[BEGIN SOURCE]

This is a 4-5 minute read.
It’s usually a good idea to start with
A nice starting point is Thom Markham’s concise definition
“PBL can be defined as an extended learning process that uses inquiry and challenge to stimulate the growth and mastery of skills.” (2012, p.x)
So, what are the features of Project Based Learning?
In a great review of PBL research Thomas (2000) lists the following essential features of Project Based Learning:
- Projects are complex tasks based on realistic, challenging questions or problems.
- The questions or problems involve learners in design, problem-solving, decision making or investigative activities.
- Learners have the opportunity to work, fairly, autonomously over extended periods of time.
- The culmination of the project is a realistic product or presentation.
- In undertaking the project collaborative and cooperative working is promoted including the formation of communities of enquiry. Lifelong learning skills are promoted.
- Technology, when used, is viewed as a cognitive tool.
- Reflection on learning and the process is central.
…and what makes it Project Based Learning
Thomas (2000) identifies a set of 5 criteria to judge if you project is actually PBL:
- The Project is central to the curriculum. The project is the central teaching strategy and the central learning strategy, learners encounter the concepts to be learned through doing the project.

[END SOURCE]
[BEGIN INFORMATION PROVIDED]

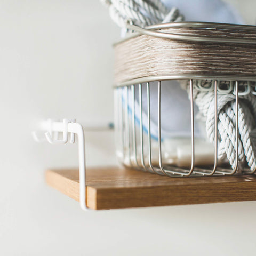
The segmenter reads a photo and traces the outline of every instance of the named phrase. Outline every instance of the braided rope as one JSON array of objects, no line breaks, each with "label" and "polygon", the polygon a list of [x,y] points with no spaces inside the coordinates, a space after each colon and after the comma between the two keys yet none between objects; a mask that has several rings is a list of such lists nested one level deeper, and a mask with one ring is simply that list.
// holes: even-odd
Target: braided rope
[{"label": "braided rope", "polygon": [[[112,19],[120,27],[125,27],[128,20],[142,27],[150,25],[183,20],[176,8],[168,10],[159,0],[101,0],[109,11]],[[210,87],[210,81],[204,83]],[[243,82],[239,82],[243,83]],[[181,86],[189,92],[187,82]],[[214,141],[215,99],[212,90],[194,89],[194,98],[201,115],[206,119],[206,135]],[[238,170],[246,162],[252,171],[256,169],[256,100],[248,94],[241,97],[238,104],[238,138],[236,134],[236,101],[232,93],[218,95],[218,159],[227,158],[234,169],[236,165],[236,139],[238,140]]]},{"label": "braided rope", "polygon": [[119,27],[127,20],[145,27],[163,22],[181,21],[183,16],[176,8],[169,10],[159,0],[100,0],[109,9],[109,14]]},{"label": "braided rope", "polygon": [[[202,81],[195,81],[199,83]],[[210,83],[211,82],[206,81]],[[239,83],[242,84],[243,82]],[[182,85],[184,87],[184,85]],[[188,83],[186,85],[188,92]],[[210,86],[209,86],[210,87]],[[214,141],[215,108],[214,91],[202,91],[194,88],[194,99],[201,114],[206,118],[206,135],[210,142]],[[238,103],[238,161],[240,170],[245,159],[251,171],[256,168],[256,99],[251,94],[240,97]],[[229,160],[236,166],[236,101],[232,93],[218,95],[218,159]]]}]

[END INFORMATION PROVIDED]

### [SHORT EXERCISE A]
Answer these questions using the passage on Project Based Learning:
(i) Whose definition of PBL does the passage quote as a starting point?
(ii) In what year was the review of PBL research by Thomas published?
(iii) How many criteria does Thomas identify for judging whether a project is actually PBL?
### [SHORT EXERCISE B]
For each statement, say whether it agrees with the passage on Project Based Learning. Answer yes or no, and quote the words from the passage that decide it.
(i) Technology, when used, is treated as a cognitive tool.
(ii) Reflection on learning is described as optional.
(iii) Learners work over short periods of time.
### [SHORT EXERCISE C]
Continue the passage on Project Based Learning, picking up after its last sentence.
The listing is separate material from the passage on Project Based Learning.

### [FINAL RESULT A]
(i) Thom Markham's
(ii) 2000
(iii) 5

### [FINAL RESULT B]
(i) Yes: "Technology, when used, is viewed as a cognitive tool."
(ii) No: "Reflection on learning and the process is central."
(iii) No: "Learners have the opportunity to work, fairly, autonomously over extended periods of time."

### [FINAL RESULT C]
- The Project revolves around a central driving question or problem. The question or problem should promote learner engagement between the project activities and the concepts we wish to encourage.
- The Project should engage the learners in a constructive investigation. The project should be challenging – leading to new knowledge and skills for the learner. Each project should have a clear goal which can be achieved through a process of inquiry, building knowledge & finally resolution.
- The Project should be student-driven. It should prioritise opportunities for learner autonomy, choice, unsupervised work time and responsibility.
- The Project should be realistic. The focus of the project should be an authentic (not simulated) problem or question that requires a real-life challenge to resolve. The resolution will be practical and applicable to real-life situations.
Thom Markham lists seven principles for PBL (2012, p.xiv). I will not address all of these at the moment but I think it is worth noting two of them for those concerned that PBL is a woolly, anything goes approach.
- The Project should focus on quality. Teachers/Facilitators have an expectation of quality work and outcomes. Quality in both working and results are more likely as a result of purposeful task.
- The Project should have clear assessment criteria. Before the learners embark on their projects they will know and understand the specific criteria against with their project will be assessed. The assessment will not be solely based on the final product – which encourages a performance based approach to learning. Rather a mastery approach to learning is encouraged through focus on (amongst other criteria) process, identification of skills and knowledge developed an acquired, self-reflection….
Project Based Leaning is not…
…well from the discussion so far we can say that PBL is not just hands-on project work under another name. Neither is it, in the field of ELT, Task Based Learning (Willis & Willis 2007).
What does this bring to the learner?
This form of active, inquiry based learning is firmly rooted in the socio-constructivist tradition. Amongst the claims made for its use are that it:
- is learner centred.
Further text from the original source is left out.